>> START

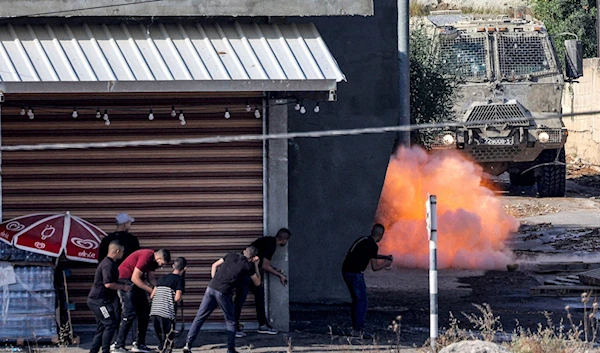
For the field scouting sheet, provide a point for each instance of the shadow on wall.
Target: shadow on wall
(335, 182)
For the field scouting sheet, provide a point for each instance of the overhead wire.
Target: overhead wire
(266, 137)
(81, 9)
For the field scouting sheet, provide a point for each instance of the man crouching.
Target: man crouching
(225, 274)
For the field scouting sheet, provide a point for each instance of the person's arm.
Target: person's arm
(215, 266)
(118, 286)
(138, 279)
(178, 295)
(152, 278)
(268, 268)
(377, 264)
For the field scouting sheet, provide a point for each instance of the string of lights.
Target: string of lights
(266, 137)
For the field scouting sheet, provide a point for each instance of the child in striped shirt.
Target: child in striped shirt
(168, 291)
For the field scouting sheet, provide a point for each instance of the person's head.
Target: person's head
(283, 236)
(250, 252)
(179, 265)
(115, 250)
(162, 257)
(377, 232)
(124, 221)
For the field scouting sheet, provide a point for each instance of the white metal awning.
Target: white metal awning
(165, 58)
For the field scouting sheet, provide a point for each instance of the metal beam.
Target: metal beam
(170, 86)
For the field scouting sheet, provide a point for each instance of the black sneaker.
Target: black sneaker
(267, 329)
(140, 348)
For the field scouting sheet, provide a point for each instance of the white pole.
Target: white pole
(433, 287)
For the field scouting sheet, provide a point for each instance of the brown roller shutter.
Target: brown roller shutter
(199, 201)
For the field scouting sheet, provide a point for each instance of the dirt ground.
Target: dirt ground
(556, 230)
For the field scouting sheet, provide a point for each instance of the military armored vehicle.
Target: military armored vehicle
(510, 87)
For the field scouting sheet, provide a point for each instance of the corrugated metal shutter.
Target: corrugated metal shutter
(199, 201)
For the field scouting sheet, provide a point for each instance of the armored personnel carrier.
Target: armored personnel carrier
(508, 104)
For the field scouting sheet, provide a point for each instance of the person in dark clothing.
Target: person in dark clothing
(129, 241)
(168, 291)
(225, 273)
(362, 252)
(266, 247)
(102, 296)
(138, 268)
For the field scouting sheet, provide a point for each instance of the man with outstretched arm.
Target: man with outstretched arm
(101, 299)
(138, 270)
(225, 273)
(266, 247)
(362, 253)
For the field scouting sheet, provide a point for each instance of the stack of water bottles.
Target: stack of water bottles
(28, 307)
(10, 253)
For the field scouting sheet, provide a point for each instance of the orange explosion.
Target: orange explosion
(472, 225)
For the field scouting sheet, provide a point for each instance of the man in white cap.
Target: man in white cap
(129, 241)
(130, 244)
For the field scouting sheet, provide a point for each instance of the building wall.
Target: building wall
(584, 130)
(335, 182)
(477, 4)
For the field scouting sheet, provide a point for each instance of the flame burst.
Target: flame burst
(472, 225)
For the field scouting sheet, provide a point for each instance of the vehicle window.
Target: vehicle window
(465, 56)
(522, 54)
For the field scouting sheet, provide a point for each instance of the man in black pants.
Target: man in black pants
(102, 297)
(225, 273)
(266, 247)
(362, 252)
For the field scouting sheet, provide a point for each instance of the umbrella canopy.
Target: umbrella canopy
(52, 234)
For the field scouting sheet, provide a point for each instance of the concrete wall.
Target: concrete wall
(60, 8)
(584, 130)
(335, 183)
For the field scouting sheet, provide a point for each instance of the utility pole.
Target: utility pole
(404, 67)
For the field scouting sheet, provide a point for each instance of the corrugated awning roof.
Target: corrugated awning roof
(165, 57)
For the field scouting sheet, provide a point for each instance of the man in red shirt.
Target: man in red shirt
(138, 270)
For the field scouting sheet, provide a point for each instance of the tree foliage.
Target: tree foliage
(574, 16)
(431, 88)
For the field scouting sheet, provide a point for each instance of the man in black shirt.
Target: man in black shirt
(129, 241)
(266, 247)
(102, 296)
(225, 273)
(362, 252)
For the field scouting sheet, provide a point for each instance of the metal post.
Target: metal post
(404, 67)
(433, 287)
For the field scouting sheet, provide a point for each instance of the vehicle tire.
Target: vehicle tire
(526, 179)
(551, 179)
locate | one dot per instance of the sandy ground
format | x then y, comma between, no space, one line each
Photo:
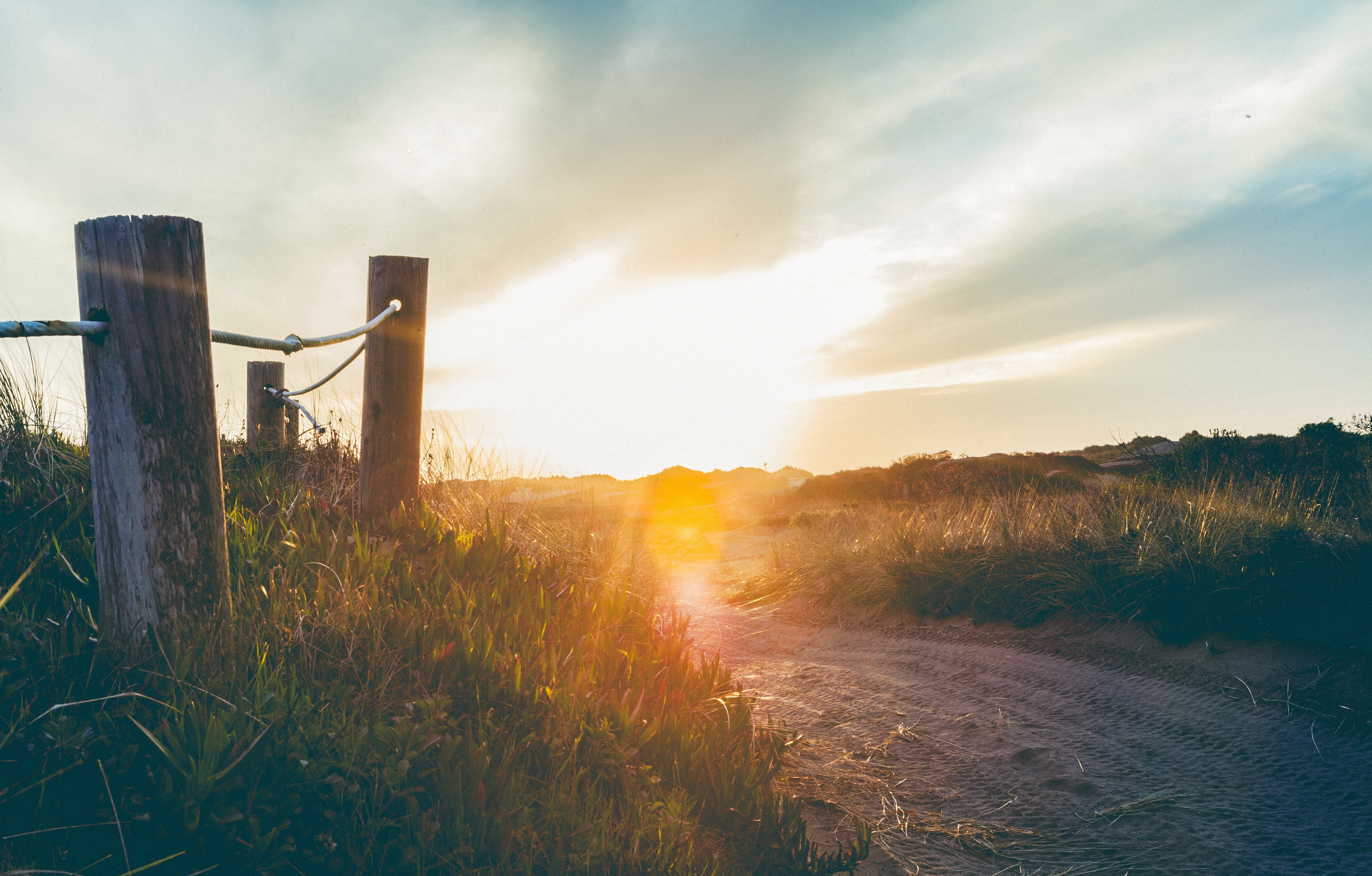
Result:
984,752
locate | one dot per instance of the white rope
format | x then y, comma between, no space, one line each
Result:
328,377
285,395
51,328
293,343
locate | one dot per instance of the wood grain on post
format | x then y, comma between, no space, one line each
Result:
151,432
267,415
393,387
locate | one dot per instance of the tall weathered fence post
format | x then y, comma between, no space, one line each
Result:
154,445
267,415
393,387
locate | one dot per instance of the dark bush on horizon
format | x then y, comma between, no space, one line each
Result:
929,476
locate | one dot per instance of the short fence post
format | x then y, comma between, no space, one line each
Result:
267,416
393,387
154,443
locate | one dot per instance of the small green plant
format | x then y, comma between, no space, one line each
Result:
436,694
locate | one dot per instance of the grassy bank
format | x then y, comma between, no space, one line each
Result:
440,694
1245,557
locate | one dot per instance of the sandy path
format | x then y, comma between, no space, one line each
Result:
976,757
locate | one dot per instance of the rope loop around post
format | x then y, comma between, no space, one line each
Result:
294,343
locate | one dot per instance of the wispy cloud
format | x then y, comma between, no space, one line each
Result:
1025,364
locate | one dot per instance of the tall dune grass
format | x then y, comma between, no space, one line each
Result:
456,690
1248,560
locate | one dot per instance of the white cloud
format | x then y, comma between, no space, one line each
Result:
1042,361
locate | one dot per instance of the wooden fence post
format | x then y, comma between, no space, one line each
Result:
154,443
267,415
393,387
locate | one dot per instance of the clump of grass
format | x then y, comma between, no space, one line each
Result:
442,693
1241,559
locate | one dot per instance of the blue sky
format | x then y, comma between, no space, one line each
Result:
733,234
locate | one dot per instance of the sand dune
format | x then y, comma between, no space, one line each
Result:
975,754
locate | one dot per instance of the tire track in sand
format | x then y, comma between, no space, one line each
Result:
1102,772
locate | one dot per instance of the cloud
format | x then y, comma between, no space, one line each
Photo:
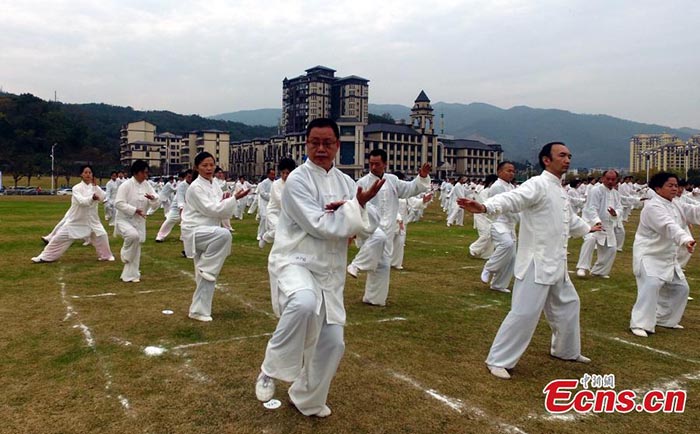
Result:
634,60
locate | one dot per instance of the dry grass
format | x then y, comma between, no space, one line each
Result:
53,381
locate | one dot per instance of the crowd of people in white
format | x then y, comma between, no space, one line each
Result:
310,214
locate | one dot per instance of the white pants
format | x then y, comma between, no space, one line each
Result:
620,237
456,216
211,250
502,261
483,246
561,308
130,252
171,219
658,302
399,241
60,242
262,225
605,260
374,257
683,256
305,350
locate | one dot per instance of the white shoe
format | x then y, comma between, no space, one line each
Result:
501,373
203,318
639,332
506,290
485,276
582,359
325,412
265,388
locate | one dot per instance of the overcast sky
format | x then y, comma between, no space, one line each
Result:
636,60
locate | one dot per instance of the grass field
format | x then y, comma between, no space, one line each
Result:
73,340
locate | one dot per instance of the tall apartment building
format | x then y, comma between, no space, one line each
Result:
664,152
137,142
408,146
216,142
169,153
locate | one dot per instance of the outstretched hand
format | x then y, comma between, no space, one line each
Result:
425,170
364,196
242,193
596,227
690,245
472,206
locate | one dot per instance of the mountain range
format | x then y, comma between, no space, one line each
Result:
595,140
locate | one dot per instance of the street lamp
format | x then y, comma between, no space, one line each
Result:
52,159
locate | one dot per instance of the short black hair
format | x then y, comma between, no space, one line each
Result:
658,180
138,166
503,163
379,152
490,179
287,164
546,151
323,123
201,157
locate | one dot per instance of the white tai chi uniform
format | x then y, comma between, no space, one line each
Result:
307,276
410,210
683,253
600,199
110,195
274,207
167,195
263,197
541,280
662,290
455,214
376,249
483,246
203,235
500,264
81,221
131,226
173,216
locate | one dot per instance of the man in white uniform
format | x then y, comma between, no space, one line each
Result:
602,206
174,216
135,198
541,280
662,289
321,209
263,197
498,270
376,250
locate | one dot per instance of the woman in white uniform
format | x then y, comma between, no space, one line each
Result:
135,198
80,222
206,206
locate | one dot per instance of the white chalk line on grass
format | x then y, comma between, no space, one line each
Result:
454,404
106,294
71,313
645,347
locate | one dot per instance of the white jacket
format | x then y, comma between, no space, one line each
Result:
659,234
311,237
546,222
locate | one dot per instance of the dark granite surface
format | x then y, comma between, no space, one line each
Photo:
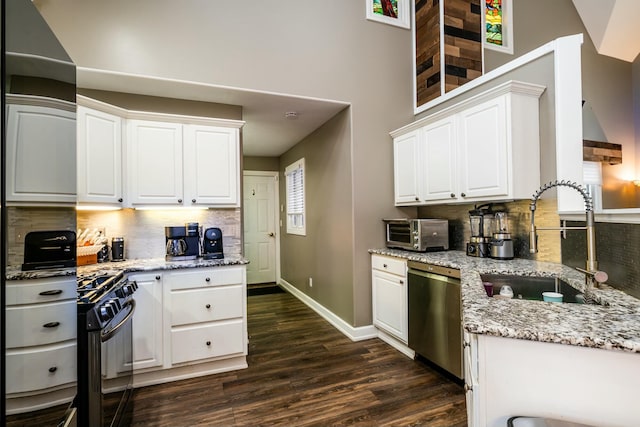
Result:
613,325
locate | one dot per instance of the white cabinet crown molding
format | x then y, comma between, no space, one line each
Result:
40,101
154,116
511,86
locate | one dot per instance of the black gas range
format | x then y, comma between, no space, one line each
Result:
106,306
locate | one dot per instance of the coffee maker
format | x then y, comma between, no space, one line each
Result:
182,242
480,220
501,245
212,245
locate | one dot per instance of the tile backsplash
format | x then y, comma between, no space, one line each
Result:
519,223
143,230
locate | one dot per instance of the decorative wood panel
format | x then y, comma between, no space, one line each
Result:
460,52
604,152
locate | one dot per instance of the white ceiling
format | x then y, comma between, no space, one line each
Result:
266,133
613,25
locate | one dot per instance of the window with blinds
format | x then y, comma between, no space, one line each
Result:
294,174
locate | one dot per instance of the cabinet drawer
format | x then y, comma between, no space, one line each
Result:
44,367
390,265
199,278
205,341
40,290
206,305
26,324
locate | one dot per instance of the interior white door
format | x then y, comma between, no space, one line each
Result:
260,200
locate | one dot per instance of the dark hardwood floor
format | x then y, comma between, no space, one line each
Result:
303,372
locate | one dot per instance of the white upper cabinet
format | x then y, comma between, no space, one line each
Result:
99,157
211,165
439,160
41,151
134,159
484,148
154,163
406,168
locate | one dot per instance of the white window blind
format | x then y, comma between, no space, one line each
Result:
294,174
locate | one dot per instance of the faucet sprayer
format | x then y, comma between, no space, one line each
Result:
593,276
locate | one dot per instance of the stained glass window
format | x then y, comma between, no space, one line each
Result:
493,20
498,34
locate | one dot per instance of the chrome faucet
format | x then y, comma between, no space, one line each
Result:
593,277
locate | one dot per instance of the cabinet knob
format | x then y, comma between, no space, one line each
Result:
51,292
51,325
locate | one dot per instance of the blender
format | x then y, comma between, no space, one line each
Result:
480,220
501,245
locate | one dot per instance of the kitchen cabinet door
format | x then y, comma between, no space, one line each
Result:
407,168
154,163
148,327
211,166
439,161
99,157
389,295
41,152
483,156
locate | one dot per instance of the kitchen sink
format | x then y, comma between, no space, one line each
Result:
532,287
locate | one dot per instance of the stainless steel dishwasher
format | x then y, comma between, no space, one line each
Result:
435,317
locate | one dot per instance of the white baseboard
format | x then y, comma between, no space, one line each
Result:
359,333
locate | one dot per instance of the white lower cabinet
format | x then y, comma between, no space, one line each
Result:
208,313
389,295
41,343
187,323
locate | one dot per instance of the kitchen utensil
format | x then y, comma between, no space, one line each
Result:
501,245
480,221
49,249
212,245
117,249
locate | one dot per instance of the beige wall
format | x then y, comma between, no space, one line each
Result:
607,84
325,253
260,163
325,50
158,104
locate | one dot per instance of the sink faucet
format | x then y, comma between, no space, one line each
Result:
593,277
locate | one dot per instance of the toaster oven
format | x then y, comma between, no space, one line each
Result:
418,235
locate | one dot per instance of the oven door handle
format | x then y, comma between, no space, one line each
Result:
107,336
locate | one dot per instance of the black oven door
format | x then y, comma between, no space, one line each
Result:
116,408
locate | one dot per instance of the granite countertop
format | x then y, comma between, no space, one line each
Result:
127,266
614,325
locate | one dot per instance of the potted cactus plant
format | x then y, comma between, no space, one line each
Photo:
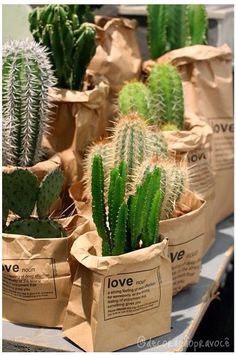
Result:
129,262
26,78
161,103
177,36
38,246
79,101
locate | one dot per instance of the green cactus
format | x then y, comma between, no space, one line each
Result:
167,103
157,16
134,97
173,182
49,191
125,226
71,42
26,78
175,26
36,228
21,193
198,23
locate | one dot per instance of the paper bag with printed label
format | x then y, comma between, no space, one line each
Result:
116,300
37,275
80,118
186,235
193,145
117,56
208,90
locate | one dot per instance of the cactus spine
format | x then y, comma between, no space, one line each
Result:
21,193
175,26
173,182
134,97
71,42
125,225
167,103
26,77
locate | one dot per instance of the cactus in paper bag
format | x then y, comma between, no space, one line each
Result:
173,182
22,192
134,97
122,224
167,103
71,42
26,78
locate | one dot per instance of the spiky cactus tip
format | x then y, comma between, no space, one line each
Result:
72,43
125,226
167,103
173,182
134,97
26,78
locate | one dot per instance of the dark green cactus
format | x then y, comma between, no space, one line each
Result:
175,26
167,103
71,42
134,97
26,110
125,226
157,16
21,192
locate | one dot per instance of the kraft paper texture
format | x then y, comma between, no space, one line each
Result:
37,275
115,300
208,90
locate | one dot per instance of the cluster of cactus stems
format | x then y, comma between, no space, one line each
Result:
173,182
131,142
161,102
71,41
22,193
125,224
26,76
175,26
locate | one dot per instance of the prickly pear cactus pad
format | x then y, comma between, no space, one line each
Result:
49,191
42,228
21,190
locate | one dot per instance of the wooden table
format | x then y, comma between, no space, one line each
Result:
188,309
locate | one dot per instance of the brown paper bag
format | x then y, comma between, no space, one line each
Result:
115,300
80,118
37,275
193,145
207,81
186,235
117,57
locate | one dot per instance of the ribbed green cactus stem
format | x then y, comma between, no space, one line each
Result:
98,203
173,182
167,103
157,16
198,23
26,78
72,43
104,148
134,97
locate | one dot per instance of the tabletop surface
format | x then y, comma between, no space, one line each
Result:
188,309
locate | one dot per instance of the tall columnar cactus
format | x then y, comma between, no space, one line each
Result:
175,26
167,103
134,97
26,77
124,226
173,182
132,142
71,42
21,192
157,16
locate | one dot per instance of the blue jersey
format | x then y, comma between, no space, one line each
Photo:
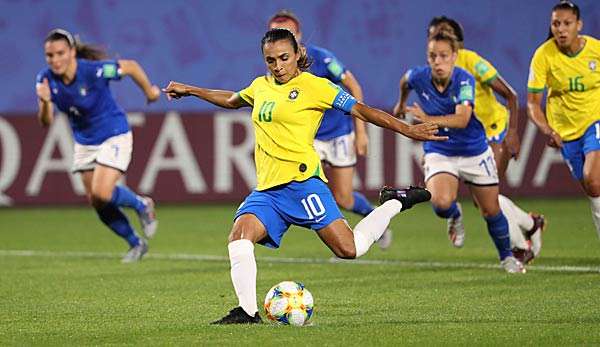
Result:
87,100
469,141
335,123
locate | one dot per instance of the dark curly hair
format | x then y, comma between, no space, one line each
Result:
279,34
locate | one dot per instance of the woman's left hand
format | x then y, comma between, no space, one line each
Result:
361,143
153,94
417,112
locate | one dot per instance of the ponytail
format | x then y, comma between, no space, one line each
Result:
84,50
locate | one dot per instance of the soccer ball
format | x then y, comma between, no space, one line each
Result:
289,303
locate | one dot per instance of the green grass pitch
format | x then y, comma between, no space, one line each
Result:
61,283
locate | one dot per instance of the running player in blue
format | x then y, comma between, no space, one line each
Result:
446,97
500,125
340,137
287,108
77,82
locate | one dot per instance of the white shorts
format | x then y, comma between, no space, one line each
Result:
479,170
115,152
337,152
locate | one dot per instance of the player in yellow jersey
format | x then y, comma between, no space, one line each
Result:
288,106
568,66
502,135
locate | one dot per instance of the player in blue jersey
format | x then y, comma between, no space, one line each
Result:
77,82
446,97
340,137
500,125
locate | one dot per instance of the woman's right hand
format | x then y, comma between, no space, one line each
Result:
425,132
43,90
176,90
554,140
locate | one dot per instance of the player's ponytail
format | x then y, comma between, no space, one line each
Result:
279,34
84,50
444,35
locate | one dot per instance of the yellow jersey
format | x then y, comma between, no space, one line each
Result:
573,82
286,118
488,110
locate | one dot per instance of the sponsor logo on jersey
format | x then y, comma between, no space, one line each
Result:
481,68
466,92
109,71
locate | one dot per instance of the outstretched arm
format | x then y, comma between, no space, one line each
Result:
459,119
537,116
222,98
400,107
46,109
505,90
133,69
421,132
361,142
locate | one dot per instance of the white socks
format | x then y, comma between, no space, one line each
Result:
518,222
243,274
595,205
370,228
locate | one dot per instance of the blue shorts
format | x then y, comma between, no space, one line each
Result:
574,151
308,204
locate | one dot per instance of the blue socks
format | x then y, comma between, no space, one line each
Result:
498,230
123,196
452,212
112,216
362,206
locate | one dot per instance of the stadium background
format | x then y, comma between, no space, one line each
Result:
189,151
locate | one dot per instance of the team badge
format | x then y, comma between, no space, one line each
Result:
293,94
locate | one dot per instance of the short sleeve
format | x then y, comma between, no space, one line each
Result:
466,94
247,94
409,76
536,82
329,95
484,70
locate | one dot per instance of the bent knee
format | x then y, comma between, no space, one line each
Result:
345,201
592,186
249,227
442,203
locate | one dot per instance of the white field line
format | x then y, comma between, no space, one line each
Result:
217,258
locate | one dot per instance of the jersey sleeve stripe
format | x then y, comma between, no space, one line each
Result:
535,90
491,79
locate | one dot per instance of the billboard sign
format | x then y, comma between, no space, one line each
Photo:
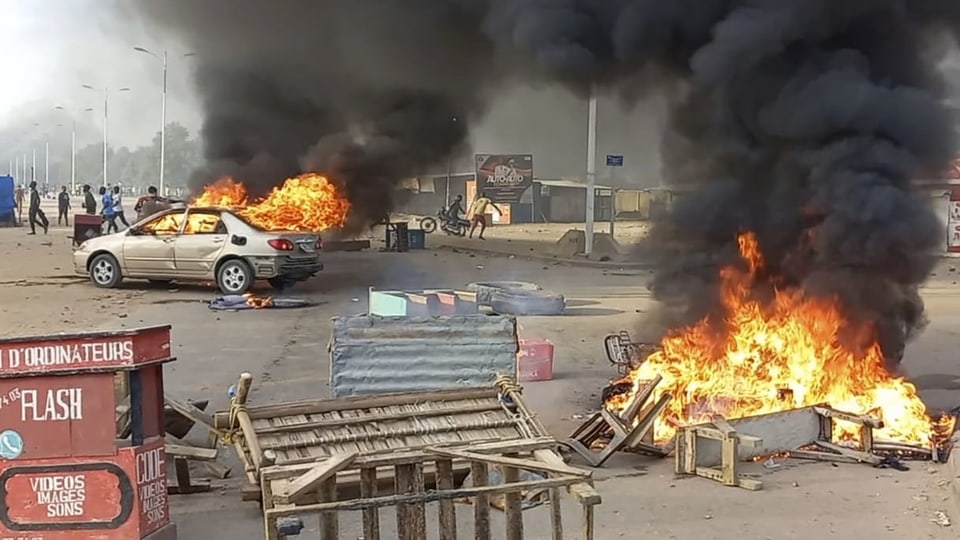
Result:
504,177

>> END

**Direction**
Could you reproduce, word for word, the stretch from the line containing "locate | one dot per instance of the billboard" through the end of the items, leaving out the picture?

**Response for this exercise**
locate | one dot per instance of the billboard sign
format | x then y, comma between, no space, one line each
Photo:
Result:
504,177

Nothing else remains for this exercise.